● THE REQUEST:
Print the lines of the listing below, verbatim, starting at the line that contains "building window, which" and ending at the line that contains "x=81, y=190", with both of those lines included.

● ENTRIES:
━━━━━━
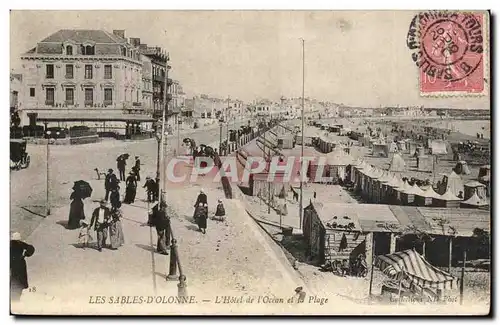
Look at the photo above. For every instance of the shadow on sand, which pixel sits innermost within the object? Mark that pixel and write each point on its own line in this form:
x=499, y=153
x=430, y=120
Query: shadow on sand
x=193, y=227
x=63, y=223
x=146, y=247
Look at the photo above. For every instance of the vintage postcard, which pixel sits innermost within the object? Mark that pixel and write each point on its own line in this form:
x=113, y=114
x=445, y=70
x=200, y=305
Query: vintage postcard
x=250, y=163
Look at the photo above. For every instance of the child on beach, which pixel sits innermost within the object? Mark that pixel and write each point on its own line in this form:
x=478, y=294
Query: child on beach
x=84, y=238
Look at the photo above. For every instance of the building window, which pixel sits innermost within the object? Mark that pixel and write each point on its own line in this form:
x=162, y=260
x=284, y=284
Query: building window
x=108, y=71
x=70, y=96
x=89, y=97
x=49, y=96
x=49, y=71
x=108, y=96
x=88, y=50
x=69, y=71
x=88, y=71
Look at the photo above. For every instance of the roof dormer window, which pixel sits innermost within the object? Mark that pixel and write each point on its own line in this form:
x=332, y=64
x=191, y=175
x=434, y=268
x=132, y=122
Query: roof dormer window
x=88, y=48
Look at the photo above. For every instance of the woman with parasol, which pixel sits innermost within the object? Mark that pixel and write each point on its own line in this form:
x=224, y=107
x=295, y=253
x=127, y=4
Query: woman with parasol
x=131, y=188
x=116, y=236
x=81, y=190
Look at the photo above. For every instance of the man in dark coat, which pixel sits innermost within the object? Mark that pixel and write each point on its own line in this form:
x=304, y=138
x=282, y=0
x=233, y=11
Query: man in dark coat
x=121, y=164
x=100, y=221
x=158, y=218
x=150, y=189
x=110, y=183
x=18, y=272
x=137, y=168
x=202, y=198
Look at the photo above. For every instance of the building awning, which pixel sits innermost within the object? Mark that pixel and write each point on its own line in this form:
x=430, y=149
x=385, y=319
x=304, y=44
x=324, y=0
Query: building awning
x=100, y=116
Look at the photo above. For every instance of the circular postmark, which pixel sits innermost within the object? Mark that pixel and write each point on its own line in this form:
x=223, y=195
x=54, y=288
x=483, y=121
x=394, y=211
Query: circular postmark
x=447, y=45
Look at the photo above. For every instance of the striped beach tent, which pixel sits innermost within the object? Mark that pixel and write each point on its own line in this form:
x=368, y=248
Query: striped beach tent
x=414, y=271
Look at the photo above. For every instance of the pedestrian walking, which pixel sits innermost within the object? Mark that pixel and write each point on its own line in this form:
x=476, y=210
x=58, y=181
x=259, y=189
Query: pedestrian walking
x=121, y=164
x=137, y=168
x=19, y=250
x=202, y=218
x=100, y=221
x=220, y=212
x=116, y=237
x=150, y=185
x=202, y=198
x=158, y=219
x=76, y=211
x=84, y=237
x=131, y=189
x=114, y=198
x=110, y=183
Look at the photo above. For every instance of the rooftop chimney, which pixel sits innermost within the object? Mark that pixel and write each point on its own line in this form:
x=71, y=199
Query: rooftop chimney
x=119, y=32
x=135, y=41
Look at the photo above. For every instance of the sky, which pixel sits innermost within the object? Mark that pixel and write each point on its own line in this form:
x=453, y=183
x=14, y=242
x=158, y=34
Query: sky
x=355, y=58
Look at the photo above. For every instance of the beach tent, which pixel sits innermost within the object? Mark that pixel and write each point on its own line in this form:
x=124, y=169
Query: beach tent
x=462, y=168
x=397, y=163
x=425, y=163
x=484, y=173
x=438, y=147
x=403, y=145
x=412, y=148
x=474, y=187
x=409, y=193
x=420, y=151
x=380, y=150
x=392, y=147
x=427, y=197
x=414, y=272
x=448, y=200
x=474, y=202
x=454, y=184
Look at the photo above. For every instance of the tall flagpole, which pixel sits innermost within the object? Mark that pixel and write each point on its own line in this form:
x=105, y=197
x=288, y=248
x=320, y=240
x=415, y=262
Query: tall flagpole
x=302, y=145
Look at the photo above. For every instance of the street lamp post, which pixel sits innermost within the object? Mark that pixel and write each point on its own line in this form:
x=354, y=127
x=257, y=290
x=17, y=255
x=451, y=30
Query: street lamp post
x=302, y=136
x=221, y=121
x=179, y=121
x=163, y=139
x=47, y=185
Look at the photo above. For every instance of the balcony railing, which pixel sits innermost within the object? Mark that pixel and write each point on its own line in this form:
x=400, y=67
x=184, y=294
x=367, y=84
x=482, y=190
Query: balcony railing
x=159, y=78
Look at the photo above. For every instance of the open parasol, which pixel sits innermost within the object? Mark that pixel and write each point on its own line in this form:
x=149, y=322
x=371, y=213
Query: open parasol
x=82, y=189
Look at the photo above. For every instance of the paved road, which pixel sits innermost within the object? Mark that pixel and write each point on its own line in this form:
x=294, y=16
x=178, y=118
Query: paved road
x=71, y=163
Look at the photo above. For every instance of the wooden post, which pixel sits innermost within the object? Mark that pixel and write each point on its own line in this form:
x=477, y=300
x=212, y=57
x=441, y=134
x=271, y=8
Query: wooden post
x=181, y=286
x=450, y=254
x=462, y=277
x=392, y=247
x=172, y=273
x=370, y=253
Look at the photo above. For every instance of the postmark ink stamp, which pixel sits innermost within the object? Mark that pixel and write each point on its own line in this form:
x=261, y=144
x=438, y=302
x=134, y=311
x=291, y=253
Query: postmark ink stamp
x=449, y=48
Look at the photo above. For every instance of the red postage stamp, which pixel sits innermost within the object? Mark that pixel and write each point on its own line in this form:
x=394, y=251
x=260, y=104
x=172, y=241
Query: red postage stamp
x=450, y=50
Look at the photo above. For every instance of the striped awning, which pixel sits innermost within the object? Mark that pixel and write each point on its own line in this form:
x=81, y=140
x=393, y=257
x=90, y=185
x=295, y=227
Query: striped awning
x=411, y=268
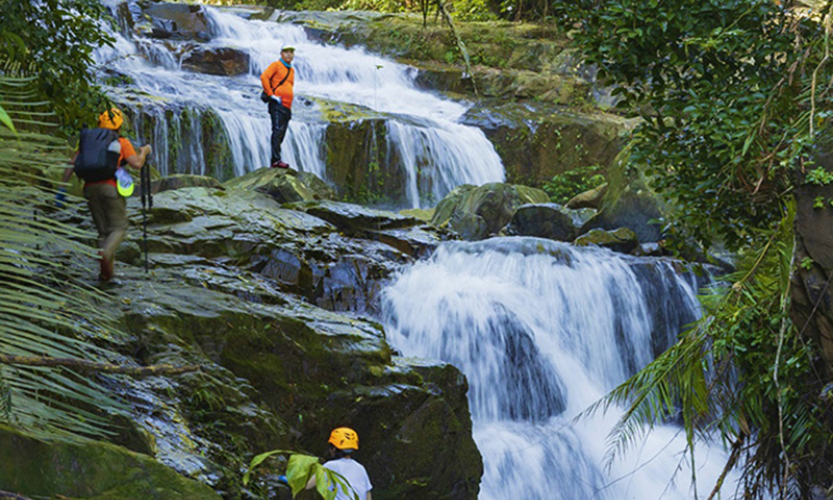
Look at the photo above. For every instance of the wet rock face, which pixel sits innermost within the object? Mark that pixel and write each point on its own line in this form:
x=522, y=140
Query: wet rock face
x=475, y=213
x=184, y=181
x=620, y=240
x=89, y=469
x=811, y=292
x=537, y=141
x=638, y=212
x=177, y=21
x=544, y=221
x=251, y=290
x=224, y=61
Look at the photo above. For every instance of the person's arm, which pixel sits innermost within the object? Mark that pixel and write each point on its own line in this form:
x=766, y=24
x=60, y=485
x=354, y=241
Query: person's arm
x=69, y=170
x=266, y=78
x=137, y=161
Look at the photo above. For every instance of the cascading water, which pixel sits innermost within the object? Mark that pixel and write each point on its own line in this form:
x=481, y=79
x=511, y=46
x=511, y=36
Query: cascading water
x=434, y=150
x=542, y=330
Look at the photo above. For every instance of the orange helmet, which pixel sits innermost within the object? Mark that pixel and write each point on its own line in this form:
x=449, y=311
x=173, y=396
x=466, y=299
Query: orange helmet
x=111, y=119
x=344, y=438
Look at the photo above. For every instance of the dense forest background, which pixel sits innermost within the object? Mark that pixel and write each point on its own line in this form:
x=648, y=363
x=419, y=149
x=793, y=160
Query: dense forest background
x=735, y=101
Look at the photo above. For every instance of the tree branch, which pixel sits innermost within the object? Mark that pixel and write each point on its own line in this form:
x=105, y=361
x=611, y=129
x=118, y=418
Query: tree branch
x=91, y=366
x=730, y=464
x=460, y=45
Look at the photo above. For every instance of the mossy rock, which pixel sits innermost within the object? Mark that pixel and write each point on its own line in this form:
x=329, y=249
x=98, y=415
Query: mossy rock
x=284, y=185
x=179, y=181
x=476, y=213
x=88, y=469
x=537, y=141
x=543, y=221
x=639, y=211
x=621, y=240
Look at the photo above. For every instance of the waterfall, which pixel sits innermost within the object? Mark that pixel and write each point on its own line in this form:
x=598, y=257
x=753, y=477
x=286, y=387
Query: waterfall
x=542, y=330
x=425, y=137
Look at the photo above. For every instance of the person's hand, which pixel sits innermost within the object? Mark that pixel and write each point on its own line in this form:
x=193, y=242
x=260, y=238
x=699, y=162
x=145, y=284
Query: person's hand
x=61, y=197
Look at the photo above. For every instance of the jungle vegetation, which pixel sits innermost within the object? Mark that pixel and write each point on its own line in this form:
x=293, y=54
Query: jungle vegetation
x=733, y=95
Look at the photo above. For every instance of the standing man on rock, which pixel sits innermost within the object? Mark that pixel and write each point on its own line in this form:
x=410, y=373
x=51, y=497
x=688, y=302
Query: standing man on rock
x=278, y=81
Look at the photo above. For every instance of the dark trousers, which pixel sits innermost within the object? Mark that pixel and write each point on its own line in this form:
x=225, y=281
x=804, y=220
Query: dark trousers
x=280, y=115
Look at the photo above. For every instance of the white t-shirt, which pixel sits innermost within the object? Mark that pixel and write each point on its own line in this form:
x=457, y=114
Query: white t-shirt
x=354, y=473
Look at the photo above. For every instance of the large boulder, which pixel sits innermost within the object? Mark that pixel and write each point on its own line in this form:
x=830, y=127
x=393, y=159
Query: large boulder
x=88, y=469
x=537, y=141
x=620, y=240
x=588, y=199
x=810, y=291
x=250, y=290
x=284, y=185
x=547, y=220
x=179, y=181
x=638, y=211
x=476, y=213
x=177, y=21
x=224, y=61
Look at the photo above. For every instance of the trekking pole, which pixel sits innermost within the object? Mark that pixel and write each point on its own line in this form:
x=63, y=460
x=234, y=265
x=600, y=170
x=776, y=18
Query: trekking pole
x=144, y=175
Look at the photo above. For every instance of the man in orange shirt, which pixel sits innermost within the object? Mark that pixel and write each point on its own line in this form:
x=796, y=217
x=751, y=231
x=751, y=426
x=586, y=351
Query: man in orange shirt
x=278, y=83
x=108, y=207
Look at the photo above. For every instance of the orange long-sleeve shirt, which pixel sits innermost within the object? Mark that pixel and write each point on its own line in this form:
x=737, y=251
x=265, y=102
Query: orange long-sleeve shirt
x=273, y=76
━━━━━━
● RESULT OF THIS TASK:
Look at the photo above. For every instance of the building window, which pixel sits innermost within the object? Mark that pixel and write each point on its own line in this form:
x=162, y=260
x=284, y=284
Query: building window
x=108, y=71
x=70, y=96
x=89, y=97
x=49, y=96
x=49, y=71
x=108, y=96
x=88, y=50
x=69, y=71
x=88, y=71
Look at the photo above. For every instance of the roof dormer window, which pixel sits innermost within the object? Mark that pixel and write each point on its own line in this form:
x=332, y=64
x=191, y=175
x=434, y=268
x=132, y=122
Query: roof dormer window
x=88, y=48
Look at the photo above. For every instance of the woman with parasol, which pixel sits innermost within the object? Mark that pixel and write each point on its own line in this form:
x=224, y=107
x=295, y=253
x=127, y=4
Query: woman with parasol
x=131, y=188
x=116, y=236
x=81, y=190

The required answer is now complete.